*Description of the task:* In the listing beneath this line, copy exactly the lines starting with the one containing "Segment each instance." and going on through the one containing "MULTIPOLYGON (((173 93, 164".

*Dataset extract:*
******************************
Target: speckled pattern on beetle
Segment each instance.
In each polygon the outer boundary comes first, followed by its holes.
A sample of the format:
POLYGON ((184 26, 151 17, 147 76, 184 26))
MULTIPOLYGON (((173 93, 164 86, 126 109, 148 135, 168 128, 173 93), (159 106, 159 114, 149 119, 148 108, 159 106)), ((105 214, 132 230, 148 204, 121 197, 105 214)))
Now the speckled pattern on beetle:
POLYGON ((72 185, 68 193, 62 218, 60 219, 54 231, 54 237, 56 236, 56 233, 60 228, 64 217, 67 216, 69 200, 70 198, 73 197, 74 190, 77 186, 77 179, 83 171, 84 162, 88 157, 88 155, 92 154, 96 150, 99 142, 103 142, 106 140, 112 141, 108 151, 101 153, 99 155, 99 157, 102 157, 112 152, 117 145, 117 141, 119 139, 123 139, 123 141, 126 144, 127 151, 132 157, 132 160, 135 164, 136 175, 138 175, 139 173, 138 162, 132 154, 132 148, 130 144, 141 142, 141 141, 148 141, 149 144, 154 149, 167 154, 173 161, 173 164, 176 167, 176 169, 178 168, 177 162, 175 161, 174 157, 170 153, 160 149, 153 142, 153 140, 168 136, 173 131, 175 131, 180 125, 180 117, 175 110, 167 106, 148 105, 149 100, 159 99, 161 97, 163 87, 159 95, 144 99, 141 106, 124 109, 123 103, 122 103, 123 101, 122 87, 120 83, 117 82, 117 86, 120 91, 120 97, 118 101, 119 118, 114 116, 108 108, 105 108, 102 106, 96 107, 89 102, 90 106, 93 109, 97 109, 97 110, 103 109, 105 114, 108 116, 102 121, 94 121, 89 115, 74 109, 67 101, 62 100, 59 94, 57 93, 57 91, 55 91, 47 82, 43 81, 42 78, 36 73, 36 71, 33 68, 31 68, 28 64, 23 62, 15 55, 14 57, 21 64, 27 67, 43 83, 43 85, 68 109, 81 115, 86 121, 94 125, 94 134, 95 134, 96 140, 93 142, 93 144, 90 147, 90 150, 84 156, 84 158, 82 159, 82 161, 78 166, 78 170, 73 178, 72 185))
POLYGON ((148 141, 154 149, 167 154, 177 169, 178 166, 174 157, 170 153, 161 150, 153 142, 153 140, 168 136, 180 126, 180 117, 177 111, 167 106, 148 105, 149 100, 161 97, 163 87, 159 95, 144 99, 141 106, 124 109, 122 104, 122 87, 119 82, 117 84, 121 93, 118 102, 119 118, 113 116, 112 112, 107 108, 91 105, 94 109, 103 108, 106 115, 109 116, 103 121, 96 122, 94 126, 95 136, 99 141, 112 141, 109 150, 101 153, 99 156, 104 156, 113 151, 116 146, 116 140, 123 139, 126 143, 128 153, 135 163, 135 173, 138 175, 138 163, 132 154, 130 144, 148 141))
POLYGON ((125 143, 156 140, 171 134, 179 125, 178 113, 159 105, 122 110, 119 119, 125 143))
******************************
*Task result:*
Segment each instance.
In each polygon the outer boundary comes first, followed by its holes.
A sample of the format:
POLYGON ((184 26, 151 17, 147 76, 184 26))
MULTIPOLYGON (((173 93, 164 86, 126 109, 148 135, 168 128, 173 93), (159 106, 159 114, 149 119, 148 108, 159 106)), ((105 214, 132 230, 148 204, 121 197, 105 214)))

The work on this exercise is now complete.